WORK ITEM
Each entry is to be given again precisely, and no picture may be carried over.

DATA
━━━━━━━━━━
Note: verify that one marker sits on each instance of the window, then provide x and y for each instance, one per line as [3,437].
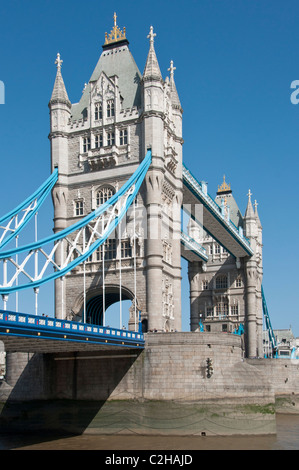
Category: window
[110,138]
[234,310]
[79,207]
[86,144]
[110,108]
[98,112]
[123,137]
[209,311]
[109,250]
[98,140]
[221,309]
[104,194]
[221,282]
[126,249]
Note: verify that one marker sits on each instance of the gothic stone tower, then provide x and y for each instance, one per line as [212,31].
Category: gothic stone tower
[225,292]
[97,144]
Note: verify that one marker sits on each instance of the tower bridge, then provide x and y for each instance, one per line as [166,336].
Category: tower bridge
[118,186]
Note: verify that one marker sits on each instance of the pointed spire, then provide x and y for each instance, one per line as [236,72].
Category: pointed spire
[173,91]
[59,93]
[249,213]
[152,69]
[256,214]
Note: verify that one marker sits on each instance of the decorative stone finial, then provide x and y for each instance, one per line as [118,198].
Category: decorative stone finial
[58,62]
[151,36]
[116,34]
[224,188]
[171,69]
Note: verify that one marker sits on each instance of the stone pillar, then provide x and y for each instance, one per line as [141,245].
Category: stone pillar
[251,311]
[154,251]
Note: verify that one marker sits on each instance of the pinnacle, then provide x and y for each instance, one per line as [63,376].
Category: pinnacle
[59,91]
[152,69]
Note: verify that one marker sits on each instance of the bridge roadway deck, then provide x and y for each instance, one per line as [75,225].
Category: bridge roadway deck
[212,218]
[30,333]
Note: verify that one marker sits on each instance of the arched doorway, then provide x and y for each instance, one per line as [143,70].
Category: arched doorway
[95,306]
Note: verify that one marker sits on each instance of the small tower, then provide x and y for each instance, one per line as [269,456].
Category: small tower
[254,274]
[60,111]
[101,142]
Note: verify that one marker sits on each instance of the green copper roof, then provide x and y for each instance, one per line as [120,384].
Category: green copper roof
[119,61]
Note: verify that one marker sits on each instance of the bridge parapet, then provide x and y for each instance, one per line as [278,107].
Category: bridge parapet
[216,218]
[17,330]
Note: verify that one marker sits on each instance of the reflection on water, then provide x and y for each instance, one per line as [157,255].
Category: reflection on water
[287,438]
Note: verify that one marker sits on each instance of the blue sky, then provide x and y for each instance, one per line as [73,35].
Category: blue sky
[235,61]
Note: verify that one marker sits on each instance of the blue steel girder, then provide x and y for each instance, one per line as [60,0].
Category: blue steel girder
[56,255]
[214,222]
[21,332]
[191,250]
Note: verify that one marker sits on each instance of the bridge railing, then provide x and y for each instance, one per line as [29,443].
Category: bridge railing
[192,245]
[41,324]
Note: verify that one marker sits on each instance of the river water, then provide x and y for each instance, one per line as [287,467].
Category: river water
[287,438]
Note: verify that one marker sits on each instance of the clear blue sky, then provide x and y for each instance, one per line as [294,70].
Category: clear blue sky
[235,61]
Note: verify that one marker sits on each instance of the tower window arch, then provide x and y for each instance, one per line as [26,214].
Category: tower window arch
[98,111]
[104,194]
[110,108]
[221,281]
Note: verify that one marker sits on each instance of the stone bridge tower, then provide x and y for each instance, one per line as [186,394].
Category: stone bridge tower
[97,144]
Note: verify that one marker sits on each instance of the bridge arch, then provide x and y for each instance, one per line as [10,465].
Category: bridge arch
[95,303]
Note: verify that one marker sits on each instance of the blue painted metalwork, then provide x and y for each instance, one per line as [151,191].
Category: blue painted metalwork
[190,244]
[272,338]
[22,325]
[130,188]
[28,208]
[196,188]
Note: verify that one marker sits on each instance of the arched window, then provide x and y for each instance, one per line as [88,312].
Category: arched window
[221,281]
[103,194]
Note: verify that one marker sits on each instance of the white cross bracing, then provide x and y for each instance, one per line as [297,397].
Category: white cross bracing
[72,246]
[12,223]
[17,222]
[78,245]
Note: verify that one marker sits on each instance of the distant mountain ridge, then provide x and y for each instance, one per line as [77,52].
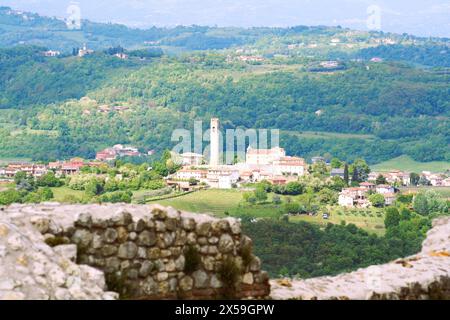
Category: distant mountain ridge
[25,28]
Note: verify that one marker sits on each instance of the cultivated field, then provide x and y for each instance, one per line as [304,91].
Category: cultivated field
[405,163]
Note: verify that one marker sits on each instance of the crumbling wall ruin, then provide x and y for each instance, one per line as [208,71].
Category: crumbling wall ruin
[425,275]
[151,252]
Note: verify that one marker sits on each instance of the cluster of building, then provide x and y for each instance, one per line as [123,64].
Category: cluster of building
[359,196]
[84,51]
[260,164]
[31,169]
[111,154]
[60,168]
[436,179]
[401,178]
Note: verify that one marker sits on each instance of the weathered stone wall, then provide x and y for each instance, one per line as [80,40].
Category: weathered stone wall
[422,276]
[146,251]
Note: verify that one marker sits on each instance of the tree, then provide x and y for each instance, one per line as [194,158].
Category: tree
[381,179]
[336,163]
[327,196]
[362,169]
[292,208]
[45,194]
[49,180]
[10,196]
[260,193]
[420,204]
[355,177]
[94,188]
[377,200]
[294,188]
[276,200]
[423,181]
[414,178]
[337,183]
[346,174]
[193,181]
[392,218]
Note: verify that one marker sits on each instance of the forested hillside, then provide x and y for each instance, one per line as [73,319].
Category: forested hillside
[54,107]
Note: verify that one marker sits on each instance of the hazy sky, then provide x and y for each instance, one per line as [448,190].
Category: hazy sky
[420,17]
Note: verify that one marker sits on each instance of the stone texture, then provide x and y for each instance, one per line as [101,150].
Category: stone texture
[147,238]
[139,248]
[422,276]
[201,279]
[127,250]
[226,243]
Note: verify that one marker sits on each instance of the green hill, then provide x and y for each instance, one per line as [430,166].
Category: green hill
[51,107]
[408,164]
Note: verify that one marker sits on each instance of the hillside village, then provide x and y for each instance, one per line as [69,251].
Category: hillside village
[198,171]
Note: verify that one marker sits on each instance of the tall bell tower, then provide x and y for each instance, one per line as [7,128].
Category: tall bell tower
[215,152]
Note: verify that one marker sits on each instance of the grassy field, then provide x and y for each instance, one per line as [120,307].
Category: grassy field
[206,201]
[5,161]
[371,220]
[443,191]
[217,202]
[330,135]
[407,164]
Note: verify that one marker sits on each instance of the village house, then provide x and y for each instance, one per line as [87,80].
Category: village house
[31,169]
[384,189]
[251,58]
[318,159]
[187,174]
[118,150]
[106,155]
[84,51]
[389,198]
[436,179]
[354,197]
[51,53]
[289,166]
[368,186]
[73,166]
[393,177]
[191,159]
[337,173]
[121,55]
[222,177]
[446,182]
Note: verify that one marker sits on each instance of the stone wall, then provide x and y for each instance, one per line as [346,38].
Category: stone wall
[151,252]
[425,275]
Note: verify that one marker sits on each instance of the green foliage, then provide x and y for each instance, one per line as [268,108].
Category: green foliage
[327,196]
[117,197]
[192,259]
[260,193]
[380,180]
[377,200]
[426,203]
[49,180]
[94,187]
[392,217]
[246,254]
[305,250]
[415,178]
[228,273]
[10,196]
━━━━━━━━━━
ANSWER TO THE PROBLEM
Note: verify that one marker sits on each instance of the window, then provide x and y for each instance, one per line as [3,437].
Category: window
[110,138]
[234,310]
[79,207]
[86,144]
[110,108]
[98,112]
[123,137]
[209,311]
[109,250]
[98,140]
[221,309]
[104,194]
[221,282]
[126,249]
Note: verify that one marker sits on each instance of the gothic stone tower, then provide x and y for each instance, one per line as [212,31].
Category: gothic stone tower
[225,292]
[97,144]
Note: verify that one marker sits on each instance of the tower bridge, then provide x and y for each instance, one per line as [166,336].
Category: tower bridge
[118,186]
Note: verify that one marker sits on each instance of the pointed spire, then provide x and y for each instance, one per line as [236,72].
Category: pointed spire
[173,91]
[59,93]
[249,213]
[152,69]
[256,214]
Note: verify that one marker sits on each instance of the decorative stone finial, then provide x and y for each instance, one per line as [118,198].
Category: decorative stone finial
[58,62]
[151,36]
[116,34]
[224,188]
[171,69]
Note: verify that one marker sits on each instance of the stone pillar, then provide x and y for each instance, one per line as [141,245].
Category: stone pillar
[251,311]
[154,251]
Note: verify that one marker sits on each instance of the pinnacle, then provide x and y for each instance, one per line as [63,376].
Category: pinnacle
[59,91]
[152,69]
Note: verify that one marker sits on each instance of the bridge roadway deck, then provide x and y for each instance, one per line as [75,225].
Category: bridge roadway deck
[212,218]
[30,333]
Note: verify that one marker sits on each instance of the arched doorway, then provide x and y for each instance, one per line as [143,70].
Category: arched doorway
[95,306]
Note: verify that one marker sits on each instance of the small tower, then provide x and y for each instance, one per line as [269,456].
Category: small tower
[254,274]
[60,111]
[101,142]
Note: verify that one marker sits on each instance of the green copper roof, then provide x and y for each instance, one per line as [120,384].
Category: green copper roof
[119,61]
Note: verify that one marker sits on each instance of the bridge parapet, then provide x and y for each instance, one per line as [278,107].
Category: bridge parapet
[216,218]
[17,330]
Note: verify that one marker sits on each instance of the reflection on water, then provide x and y for each instance, one per line as [157,255].
Category: reflection on water
[287,438]
Note: verify that one marker sits on each instance of the blue sky, then provide x and y for each instance, one per line as [73,35].
Category: blue sky
[235,61]
Note: verify that one marker sits on each instance of the blue steel girder, then provide x and y for each instance, one per line as [60,0].
Category: blue steel girder
[56,255]
[214,222]
[21,332]
[191,250]
Note: verify that one marker sits on each instance of the bridge railing, then provide x and y for each instance, one per line as [29,443].
Category: bridge railing
[192,245]
[41,324]
Note: verify that one marker sits on each instance of the river water, then provide x and y for each instance, one per line as [287,467].
Category: river water
[287,438]
Note: verify that one marker sits on each instance of the clear blue sky, then provide x and y for each instance, one per line as [294,70].
Category: clear blue sky
[235,61]
Note: verify that one marker sits on each instance of the tower window arch, then provide x and y for each instance, one per line as [26,214].
Category: tower window arch
[98,111]
[104,194]
[110,108]
[221,281]
Note: verify that one marker sits on each instance of the stone bridge tower, then provide x and y for each instance, one per line as [186,394].
Category: stone bridge tower
[97,144]
Note: verify that one marker sits on each instance of the bridge arch, then provide x and y for each instance, one per line as [10,465].
Category: bridge arch
[95,303]
Note: verify that one marker sits on each instance of the blue painted metalwork, then provide x and y for each instance, one per line as [151,191].
Category: blue painted metalwork
[190,244]
[272,338]
[22,325]
[130,188]
[28,208]
[196,188]
Note: verify that one marker sits on each instance of the arched window, then provide x and y for each instance, one per line as [88,312].
Category: arched window
[221,281]
[103,194]
Note: verify that one marker sits on each instance of the white cross bracing, then provide x and y for each instance, one per line as [297,397].
Category: white cross bracing
[72,246]
[12,223]
[17,222]
[78,245]
Note: verify that one marker sits on each instance of the distant mountain ridge, then provide x and y for each instance, one per line as [77,52].
Category: distant mountain ridge
[25,28]
Note: verify that one marker sits on each instance of the cultivated field, then provide x and y for each instance, one per line as [304,91].
Category: cultivated field
[405,163]
Note: verify that one marker sits on each instance of the crumbling wall ruin, then provide x and y for each instance, one per line as [208,71].
Category: crumbling wall ruin
[425,275]
[151,252]
Note: verify that one marker sits on each instance of the cluster of building, then provide x and y for each instance, one per line as [123,64].
Category: cluster of building
[359,196]
[84,51]
[260,164]
[31,169]
[111,154]
[60,168]
[436,179]
[401,178]
Note: verify that one marker sits on each instance of the weathered stone wall, then provide x and y for each instance, one per line as [80,40].
Category: weathered stone wall
[422,276]
[146,251]
Note: verify that one marker sits on each instance of the tree, then provide x and y for each instance, one per line as [194,158].
Category: tree
[381,179]
[336,163]
[327,196]
[362,169]
[292,208]
[45,194]
[49,180]
[10,196]
[260,193]
[420,204]
[355,177]
[94,188]
[377,200]
[294,188]
[276,200]
[423,181]
[414,178]
[337,183]
[346,174]
[193,181]
[392,218]
Note: verify that one marker sits on each instance of the forested hillside, then provide x and y for each instance, one per line as [73,319].
Category: forested hillside
[54,107]
Note: verify that one marker sits on each instance of the hazy sky, then provide x and y for each instance, one per line as [448,190].
Category: hazy sky
[420,17]
Note: verify that one marker sits on each instance of the stone texture, then provide x and y for each instance, one per line as [101,150].
Category: stone texture
[147,238]
[139,248]
[422,276]
[201,279]
[127,250]
[226,243]
Note: verify that one marker sits on each instance of the green hill, then provide x and y for each instance, one per line as [430,166].
Category: green hill
[51,107]
[408,164]
Note: verify that one marker sits on each instance of the hillside village, then provide x and y for each instance, one per line as [69,251].
Category: hillside village
[198,171]
Note: verify that one marker sits on each instance of the tall bell tower, then provide x and y for each instance, one per line as [7,128].
Category: tall bell tower
[215,152]
Note: verify that one marker sits on each instance of the grassy field, then provide x and y for each instance, one per line as [120,307].
Category: grassy field
[206,201]
[5,161]
[371,220]
[443,191]
[217,202]
[330,135]
[407,164]
Note: verify that one marker sits on each instance of the village house, then provide x and y for each instance, one per line as [87,80].
Category: village house
[31,169]
[384,189]
[251,58]
[318,159]
[187,174]
[118,150]
[106,155]
[84,51]
[389,198]
[436,179]
[354,197]
[51,53]
[289,166]
[368,186]
[73,166]
[393,177]
[191,159]
[337,173]
[121,55]
[222,177]
[446,182]
Note: verify that one marker sits on each instance of the stone wall, then provide x and y for each instance, one per line as [346,38].
Category: stone wall
[151,252]
[425,275]
Note: verify that one marker sits on each instance of the green foliage, then provide x and y for each instance, one per line as [268,108].
Category: green foliage
[327,196]
[117,197]
[192,259]
[260,193]
[380,180]
[377,200]
[426,203]
[49,180]
[94,187]
[392,217]
[246,254]
[305,250]
[415,178]
[228,273]
[10,196]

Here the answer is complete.